DATASET EXTRACT:
______

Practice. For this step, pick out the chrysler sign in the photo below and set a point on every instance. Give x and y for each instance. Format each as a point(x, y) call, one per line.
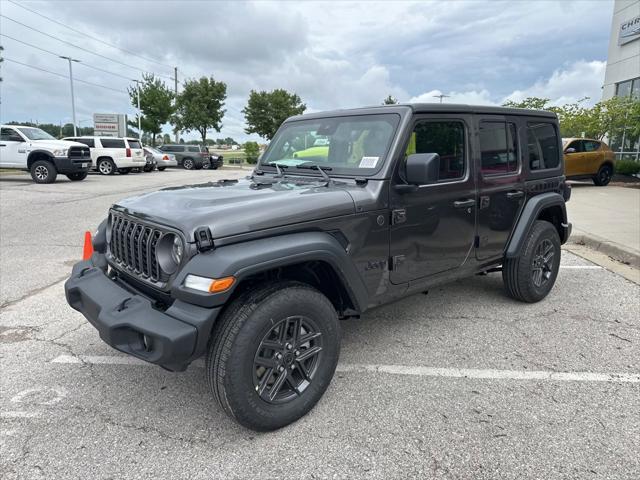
point(629, 31)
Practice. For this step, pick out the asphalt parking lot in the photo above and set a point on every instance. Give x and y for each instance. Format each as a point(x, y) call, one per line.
point(460, 383)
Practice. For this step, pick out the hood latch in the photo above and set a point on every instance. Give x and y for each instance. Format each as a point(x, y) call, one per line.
point(204, 240)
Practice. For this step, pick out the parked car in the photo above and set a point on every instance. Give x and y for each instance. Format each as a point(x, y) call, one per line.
point(162, 159)
point(188, 156)
point(215, 162)
point(588, 158)
point(113, 154)
point(34, 150)
point(256, 273)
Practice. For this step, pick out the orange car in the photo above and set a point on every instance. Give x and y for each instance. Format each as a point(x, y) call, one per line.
point(587, 158)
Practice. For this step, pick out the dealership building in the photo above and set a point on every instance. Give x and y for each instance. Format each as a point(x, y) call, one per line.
point(622, 76)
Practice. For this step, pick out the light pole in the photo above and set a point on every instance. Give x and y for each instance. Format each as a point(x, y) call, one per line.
point(73, 102)
point(139, 111)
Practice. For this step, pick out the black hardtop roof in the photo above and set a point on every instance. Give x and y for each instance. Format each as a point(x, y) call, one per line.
point(429, 108)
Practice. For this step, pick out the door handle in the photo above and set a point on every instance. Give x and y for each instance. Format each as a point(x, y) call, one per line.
point(464, 203)
point(515, 195)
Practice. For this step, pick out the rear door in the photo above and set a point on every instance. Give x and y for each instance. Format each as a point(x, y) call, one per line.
point(575, 161)
point(500, 182)
point(433, 228)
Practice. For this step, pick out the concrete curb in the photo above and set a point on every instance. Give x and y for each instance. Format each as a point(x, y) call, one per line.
point(614, 250)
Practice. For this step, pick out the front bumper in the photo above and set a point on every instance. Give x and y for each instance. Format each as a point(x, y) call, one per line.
point(131, 322)
point(66, 165)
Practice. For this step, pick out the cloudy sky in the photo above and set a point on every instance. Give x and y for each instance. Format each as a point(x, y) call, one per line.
point(333, 54)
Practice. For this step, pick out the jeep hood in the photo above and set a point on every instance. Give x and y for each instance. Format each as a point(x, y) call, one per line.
point(235, 207)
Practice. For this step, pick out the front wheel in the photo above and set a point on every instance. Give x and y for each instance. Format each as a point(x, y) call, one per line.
point(76, 177)
point(603, 177)
point(530, 276)
point(43, 171)
point(273, 354)
point(187, 163)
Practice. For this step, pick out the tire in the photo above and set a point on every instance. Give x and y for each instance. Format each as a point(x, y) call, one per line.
point(603, 177)
point(76, 177)
point(106, 166)
point(43, 171)
point(530, 276)
point(258, 314)
point(188, 164)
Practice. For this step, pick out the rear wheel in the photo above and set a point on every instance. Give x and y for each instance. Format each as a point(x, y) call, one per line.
point(76, 177)
point(188, 164)
point(603, 177)
point(272, 354)
point(43, 171)
point(106, 166)
point(530, 276)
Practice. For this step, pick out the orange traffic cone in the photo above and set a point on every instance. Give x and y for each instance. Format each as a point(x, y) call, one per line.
point(87, 250)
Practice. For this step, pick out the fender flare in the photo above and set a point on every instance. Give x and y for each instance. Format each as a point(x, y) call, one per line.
point(529, 215)
point(244, 259)
point(39, 151)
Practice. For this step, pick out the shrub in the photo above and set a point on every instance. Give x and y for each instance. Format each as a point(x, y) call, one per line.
point(627, 167)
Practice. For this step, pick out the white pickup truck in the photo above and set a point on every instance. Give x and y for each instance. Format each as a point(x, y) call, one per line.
point(34, 150)
point(113, 154)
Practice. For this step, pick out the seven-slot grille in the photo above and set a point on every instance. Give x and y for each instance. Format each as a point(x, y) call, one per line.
point(133, 246)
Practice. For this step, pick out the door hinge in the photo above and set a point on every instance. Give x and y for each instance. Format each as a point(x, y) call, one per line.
point(204, 240)
point(398, 216)
point(396, 261)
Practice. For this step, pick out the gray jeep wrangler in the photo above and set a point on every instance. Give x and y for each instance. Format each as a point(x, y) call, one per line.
point(346, 211)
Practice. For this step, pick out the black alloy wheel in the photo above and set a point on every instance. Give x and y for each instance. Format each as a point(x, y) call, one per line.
point(287, 359)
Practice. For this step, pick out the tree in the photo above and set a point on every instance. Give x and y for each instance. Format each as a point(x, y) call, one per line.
point(155, 104)
point(265, 111)
point(252, 151)
point(199, 106)
point(390, 100)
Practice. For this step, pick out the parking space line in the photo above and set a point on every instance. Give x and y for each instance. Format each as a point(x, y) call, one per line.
point(485, 374)
point(584, 267)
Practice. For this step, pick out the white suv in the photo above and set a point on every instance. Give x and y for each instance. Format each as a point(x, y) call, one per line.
point(111, 154)
point(32, 149)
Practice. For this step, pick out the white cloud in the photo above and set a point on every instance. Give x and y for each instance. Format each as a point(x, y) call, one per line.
point(579, 80)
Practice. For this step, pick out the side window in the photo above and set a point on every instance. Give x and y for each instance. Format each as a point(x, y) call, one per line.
point(498, 148)
point(87, 141)
point(576, 145)
point(112, 142)
point(542, 146)
point(447, 139)
point(591, 146)
point(10, 135)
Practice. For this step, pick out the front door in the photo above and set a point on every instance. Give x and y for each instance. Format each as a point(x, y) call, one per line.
point(433, 228)
point(500, 183)
point(13, 149)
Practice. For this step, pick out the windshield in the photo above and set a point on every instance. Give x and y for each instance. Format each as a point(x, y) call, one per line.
point(33, 133)
point(345, 145)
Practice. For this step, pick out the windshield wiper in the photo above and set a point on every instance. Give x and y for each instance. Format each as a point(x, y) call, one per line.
point(322, 170)
point(278, 168)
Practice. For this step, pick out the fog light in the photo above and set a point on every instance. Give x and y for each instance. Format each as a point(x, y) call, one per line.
point(209, 285)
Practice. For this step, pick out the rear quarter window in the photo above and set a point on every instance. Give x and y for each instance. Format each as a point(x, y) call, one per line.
point(542, 146)
point(112, 142)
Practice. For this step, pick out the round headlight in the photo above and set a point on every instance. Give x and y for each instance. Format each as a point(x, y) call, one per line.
point(177, 250)
point(169, 253)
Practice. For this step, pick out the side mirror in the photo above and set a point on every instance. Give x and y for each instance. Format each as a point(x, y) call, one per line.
point(423, 168)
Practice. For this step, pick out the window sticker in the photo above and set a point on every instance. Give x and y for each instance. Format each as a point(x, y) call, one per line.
point(368, 162)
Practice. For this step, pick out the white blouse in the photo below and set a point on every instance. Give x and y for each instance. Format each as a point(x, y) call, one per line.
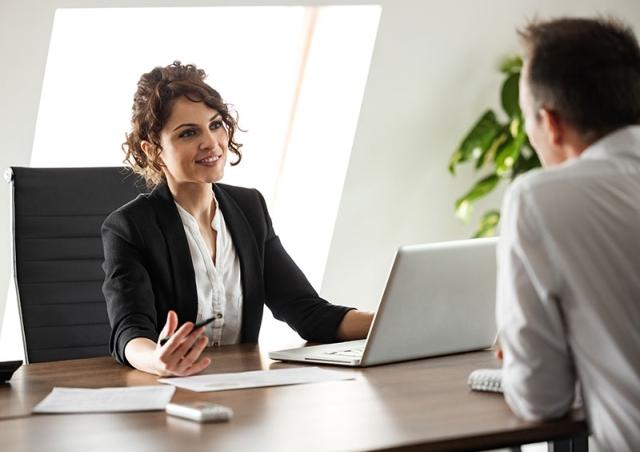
point(218, 286)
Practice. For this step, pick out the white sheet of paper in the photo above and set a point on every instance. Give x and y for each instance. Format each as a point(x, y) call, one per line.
point(106, 400)
point(256, 379)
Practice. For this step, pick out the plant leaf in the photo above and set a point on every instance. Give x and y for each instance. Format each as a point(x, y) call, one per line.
point(509, 95)
point(488, 224)
point(477, 141)
point(509, 152)
point(480, 189)
point(511, 65)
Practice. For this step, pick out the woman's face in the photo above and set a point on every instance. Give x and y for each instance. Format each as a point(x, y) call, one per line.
point(194, 143)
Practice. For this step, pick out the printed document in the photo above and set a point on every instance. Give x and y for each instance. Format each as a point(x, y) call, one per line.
point(106, 400)
point(256, 379)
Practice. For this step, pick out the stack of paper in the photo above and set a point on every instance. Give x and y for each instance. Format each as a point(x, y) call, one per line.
point(106, 400)
point(256, 379)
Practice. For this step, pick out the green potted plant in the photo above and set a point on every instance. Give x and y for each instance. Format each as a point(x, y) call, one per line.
point(499, 150)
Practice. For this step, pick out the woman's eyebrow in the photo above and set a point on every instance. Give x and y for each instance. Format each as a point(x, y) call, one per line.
point(189, 124)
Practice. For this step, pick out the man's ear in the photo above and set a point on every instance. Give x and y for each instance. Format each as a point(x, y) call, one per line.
point(552, 125)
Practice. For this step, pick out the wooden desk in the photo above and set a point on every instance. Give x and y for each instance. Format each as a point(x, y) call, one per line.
point(417, 405)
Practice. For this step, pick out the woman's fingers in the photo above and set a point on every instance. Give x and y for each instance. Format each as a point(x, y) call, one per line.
point(184, 342)
point(192, 355)
point(170, 325)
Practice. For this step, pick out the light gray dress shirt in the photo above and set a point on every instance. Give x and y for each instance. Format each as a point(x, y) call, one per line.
point(568, 302)
point(218, 286)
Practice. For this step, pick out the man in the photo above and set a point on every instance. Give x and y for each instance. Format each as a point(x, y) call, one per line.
point(568, 303)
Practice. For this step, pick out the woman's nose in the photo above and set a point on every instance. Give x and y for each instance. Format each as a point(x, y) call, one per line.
point(210, 140)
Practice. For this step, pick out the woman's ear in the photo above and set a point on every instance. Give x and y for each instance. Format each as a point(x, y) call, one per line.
point(147, 147)
point(150, 150)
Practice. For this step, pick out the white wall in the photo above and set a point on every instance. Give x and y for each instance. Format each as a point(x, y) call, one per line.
point(432, 73)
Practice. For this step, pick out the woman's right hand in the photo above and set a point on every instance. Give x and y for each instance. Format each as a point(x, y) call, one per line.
point(179, 356)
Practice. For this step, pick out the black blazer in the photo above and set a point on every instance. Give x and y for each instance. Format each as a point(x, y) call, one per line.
point(148, 270)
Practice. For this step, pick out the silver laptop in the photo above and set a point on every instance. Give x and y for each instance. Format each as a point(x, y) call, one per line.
point(439, 299)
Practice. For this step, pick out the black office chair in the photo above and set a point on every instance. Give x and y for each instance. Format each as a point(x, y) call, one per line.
point(57, 256)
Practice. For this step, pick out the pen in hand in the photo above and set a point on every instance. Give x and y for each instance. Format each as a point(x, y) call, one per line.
point(195, 327)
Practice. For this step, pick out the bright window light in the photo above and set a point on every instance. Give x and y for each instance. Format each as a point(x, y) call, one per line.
point(296, 75)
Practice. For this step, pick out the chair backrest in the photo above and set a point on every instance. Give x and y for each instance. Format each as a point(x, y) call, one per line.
point(57, 255)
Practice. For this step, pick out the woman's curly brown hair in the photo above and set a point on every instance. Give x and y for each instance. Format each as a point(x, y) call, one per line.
point(152, 103)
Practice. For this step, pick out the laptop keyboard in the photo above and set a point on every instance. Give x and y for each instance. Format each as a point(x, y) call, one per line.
point(355, 352)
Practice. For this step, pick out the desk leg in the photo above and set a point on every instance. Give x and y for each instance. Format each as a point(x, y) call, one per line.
point(578, 443)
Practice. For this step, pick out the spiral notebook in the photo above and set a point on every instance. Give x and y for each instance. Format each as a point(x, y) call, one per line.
point(489, 380)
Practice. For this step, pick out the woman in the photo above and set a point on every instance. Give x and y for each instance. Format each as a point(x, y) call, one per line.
point(193, 248)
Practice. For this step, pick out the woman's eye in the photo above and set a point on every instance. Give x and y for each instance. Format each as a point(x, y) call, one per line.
point(187, 133)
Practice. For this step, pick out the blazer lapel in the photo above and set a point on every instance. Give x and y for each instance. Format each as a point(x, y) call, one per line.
point(250, 264)
point(184, 280)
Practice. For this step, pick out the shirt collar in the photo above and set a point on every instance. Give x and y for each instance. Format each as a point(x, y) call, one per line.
point(189, 220)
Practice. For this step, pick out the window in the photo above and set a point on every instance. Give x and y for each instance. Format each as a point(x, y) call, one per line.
point(296, 75)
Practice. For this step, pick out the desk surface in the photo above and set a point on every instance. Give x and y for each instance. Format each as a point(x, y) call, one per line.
point(416, 405)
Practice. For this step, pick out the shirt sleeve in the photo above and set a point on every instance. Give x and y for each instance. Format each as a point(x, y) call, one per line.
point(290, 296)
point(127, 287)
point(538, 375)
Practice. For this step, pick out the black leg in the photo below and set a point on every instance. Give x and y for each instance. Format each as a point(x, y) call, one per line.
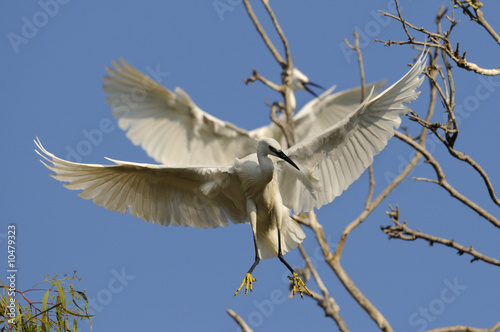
point(257, 258)
point(280, 253)
point(297, 283)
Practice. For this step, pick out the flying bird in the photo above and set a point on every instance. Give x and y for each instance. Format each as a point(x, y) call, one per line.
point(172, 129)
point(260, 188)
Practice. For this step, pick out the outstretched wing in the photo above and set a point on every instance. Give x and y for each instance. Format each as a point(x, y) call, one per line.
point(328, 109)
point(168, 125)
point(192, 196)
point(331, 160)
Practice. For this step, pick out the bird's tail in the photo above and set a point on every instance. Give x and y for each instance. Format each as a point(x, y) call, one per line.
point(291, 236)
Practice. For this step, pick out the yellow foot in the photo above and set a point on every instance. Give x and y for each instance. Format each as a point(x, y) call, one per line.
point(298, 284)
point(248, 280)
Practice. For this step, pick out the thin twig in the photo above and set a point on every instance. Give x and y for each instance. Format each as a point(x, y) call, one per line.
point(239, 321)
point(455, 56)
point(403, 232)
point(463, 328)
point(441, 180)
point(263, 34)
point(326, 302)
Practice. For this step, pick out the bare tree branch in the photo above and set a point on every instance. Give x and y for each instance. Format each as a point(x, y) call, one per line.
point(463, 328)
point(446, 47)
point(263, 34)
point(326, 302)
point(403, 232)
point(479, 17)
point(441, 180)
point(239, 321)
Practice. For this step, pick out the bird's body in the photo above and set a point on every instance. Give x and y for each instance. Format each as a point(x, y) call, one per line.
point(168, 123)
point(260, 185)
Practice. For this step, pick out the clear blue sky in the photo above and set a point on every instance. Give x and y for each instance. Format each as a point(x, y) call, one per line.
point(175, 279)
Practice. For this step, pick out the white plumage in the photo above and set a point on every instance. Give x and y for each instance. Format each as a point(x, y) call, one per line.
point(170, 127)
point(256, 188)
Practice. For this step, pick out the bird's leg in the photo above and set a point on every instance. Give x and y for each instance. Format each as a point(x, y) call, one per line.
point(248, 280)
point(298, 284)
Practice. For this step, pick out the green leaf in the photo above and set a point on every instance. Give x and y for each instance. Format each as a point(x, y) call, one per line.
point(45, 299)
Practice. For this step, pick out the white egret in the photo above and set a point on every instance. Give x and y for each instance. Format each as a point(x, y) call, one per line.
point(172, 129)
point(256, 188)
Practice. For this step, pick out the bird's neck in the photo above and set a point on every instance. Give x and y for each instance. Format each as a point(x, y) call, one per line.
point(266, 168)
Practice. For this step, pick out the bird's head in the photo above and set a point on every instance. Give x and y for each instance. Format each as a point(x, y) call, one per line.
point(301, 82)
point(269, 146)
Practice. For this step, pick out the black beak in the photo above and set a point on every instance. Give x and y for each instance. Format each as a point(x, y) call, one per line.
point(283, 156)
point(312, 84)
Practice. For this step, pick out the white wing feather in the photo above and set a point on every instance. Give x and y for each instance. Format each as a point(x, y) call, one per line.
point(169, 126)
point(190, 196)
point(336, 157)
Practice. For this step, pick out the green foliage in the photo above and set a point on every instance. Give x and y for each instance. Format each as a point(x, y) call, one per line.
point(50, 305)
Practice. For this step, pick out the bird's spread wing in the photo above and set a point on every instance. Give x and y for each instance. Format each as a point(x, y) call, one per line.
point(168, 125)
point(193, 196)
point(318, 114)
point(328, 109)
point(331, 160)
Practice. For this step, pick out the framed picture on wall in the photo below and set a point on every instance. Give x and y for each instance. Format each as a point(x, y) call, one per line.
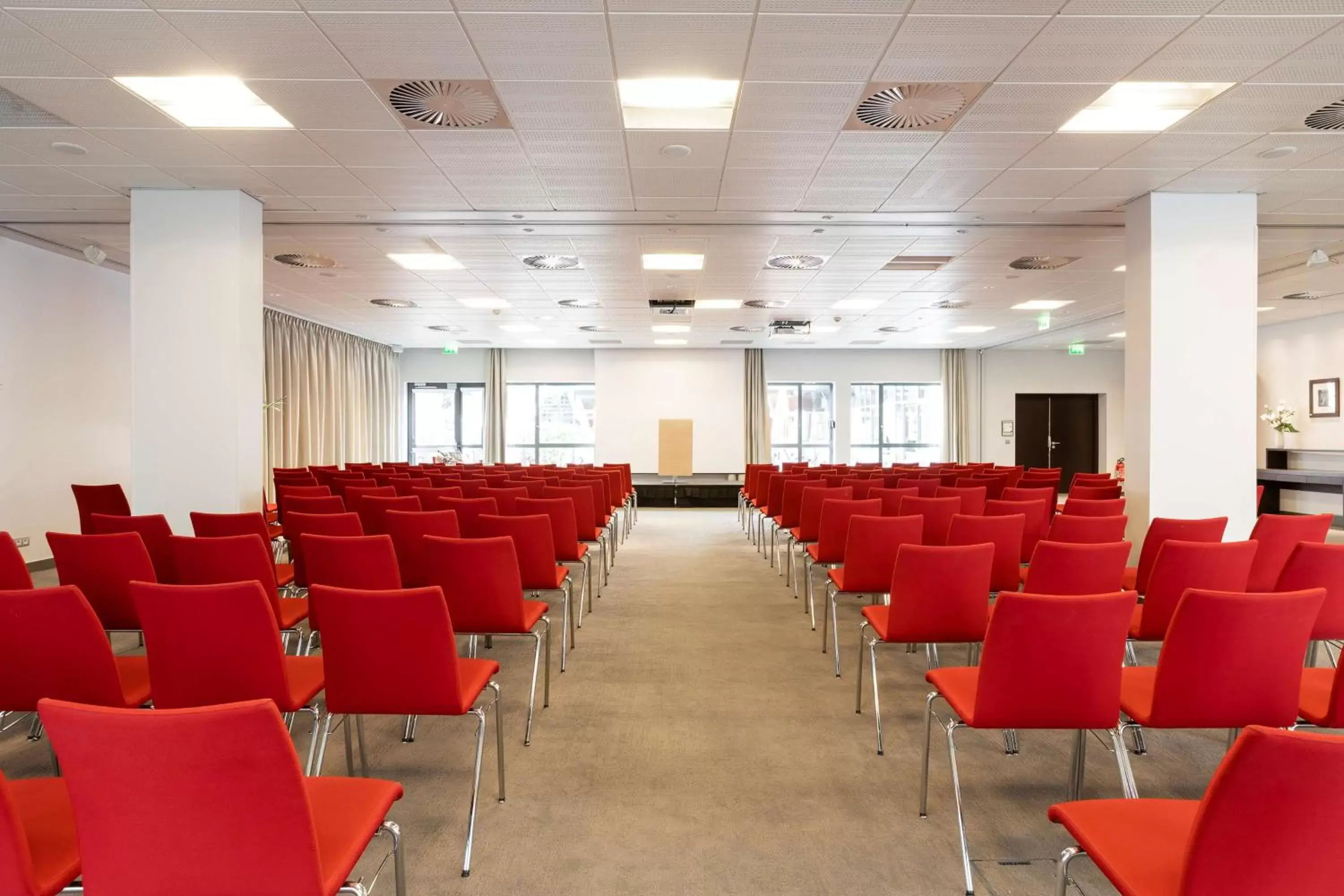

______

EXERCISE OBJECTIVE:
Reproduce, with the pictures omitted, exactly those lines that run from the line with "Practice. For this step, pick out the black beak" to the last line of the material, both ends included.

REPLY:
Practice. For this step, pick out the black beak in the photo above and set a point on every instance. Give x and y for each instance. Format each as a point(x, y) call, one per line.
point(283, 156)
point(312, 84)
Practice. For this step, pick out the white wing feather in the photo above and set a point on every instance. Give x and y for each instance. Format each as a point(x, y) call, one per line.
point(169, 126)
point(190, 196)
point(336, 157)
Practice. For this step, pick out the green foliage in the photo above and set a point on every instance. Give x and y for each instance. Format each as a point(x, y) call, one per line.
point(50, 305)
Practice. For this step, pick out the bird's spread wing in the photo above and set a point on every instance. Give x and y for each instance. Format each as a point(x, y) call, one per line.
point(168, 125)
point(193, 196)
point(318, 114)
point(328, 109)
point(331, 160)
Practice. For this step, pick out the framed picture on wall in the photo below and set a point on every instance. Give x and y for each instance. Format each as a point(x, y) call, one per line.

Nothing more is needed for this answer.